■ WORK TO COMPLETE ■
Repeat each entry word for word; the images are not part of the copy.

[Stored data]
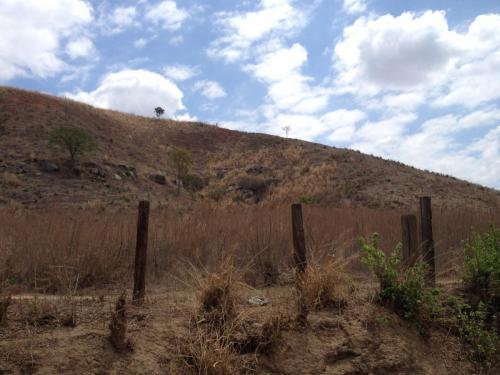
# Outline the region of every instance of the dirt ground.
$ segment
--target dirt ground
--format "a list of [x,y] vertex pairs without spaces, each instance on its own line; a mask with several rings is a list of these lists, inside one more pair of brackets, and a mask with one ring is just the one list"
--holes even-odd
[[[253,325],[270,317],[292,321],[291,286],[239,286],[238,319]],[[121,291],[79,297],[14,296],[0,327],[0,374],[189,374],[183,347],[196,337],[199,305],[192,290],[148,291],[142,306],[127,303],[132,350],[116,353],[109,322]],[[127,292],[128,300],[130,291]],[[249,305],[253,296],[271,301]],[[199,322],[198,322],[199,323]],[[270,353],[238,354],[241,373],[254,374],[472,374],[467,347],[451,333],[423,337],[409,322],[357,296],[342,311],[311,311],[309,325],[283,325]],[[208,349],[211,350],[210,348]],[[209,374],[219,374],[214,364]]]

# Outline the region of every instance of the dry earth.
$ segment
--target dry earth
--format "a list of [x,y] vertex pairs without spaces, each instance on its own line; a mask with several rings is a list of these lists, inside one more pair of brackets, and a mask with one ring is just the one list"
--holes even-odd
[[[100,297],[106,293],[106,297]],[[192,290],[155,288],[142,307],[127,305],[133,350],[116,353],[108,324],[119,291],[88,297],[16,298],[8,325],[0,327],[0,374],[189,374],[183,349],[199,337],[203,322]],[[130,293],[129,293],[130,294]],[[269,298],[249,306],[251,296]],[[254,374],[471,374],[468,348],[449,332],[423,337],[408,321],[358,291],[343,310],[311,312],[309,327],[289,322],[296,296],[290,286],[238,287],[238,319],[251,327],[270,317],[284,324],[270,354],[239,354],[239,373]],[[69,324],[71,312],[76,326]],[[215,350],[215,349],[209,349]],[[229,358],[224,358],[228,360]],[[217,363],[213,372],[217,372]],[[495,369],[493,372],[495,373]]]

■ EXERCISE RESPONSE ■
# Outline the region of every instance of the dirt ground.
$ segment
--target dirt ground
--format "a list of [x,y] vertex pairs without spaces, each instance on its own line; a mask with several rings is a list of these lists, inside one more pair of brackets, and a mask with one ring is just the one list"
--holes even-odd
[[[253,325],[270,317],[292,321],[291,286],[239,286],[238,319]],[[121,291],[79,297],[14,296],[0,327],[0,374],[189,374],[183,347],[196,337],[199,305],[192,290],[148,291],[142,306],[127,303],[132,350],[116,353],[109,322]],[[127,292],[128,300],[130,291]],[[249,305],[253,296],[271,301]],[[199,322],[198,322],[199,323]],[[270,353],[238,354],[241,373],[254,374],[472,374],[467,347],[451,333],[423,337],[409,322],[357,296],[342,311],[311,311],[309,325],[283,325]],[[208,349],[211,350],[210,348]],[[209,374],[219,374],[214,364]]]

# Outline the region of every instance of the dry earth.
$ segment
--target dry earth
--format "a list of [x,y] vertex pairs without spaces, each instance on its own line; a mask with several rings is a list of these lists, inside one more pair of brackets, and a mask with one ring is just the one list"
--holes even-odd
[[[100,297],[106,293],[106,297]],[[192,290],[155,288],[142,307],[127,305],[133,350],[116,353],[108,324],[119,291],[88,297],[16,298],[8,325],[0,327],[0,374],[189,374],[183,349],[199,337],[203,322]],[[130,293],[129,293],[130,294]],[[269,298],[249,306],[251,296]],[[254,374],[471,374],[468,348],[449,332],[423,337],[408,321],[358,291],[343,310],[311,312],[309,327],[289,322],[296,296],[290,286],[238,287],[238,319],[251,327],[270,317],[284,324],[270,354],[239,354],[239,373]],[[69,324],[71,312],[76,326]],[[215,350],[215,349],[209,349]],[[229,358],[224,358],[228,360]],[[217,363],[213,372],[217,372]],[[495,369],[493,372],[495,373]]]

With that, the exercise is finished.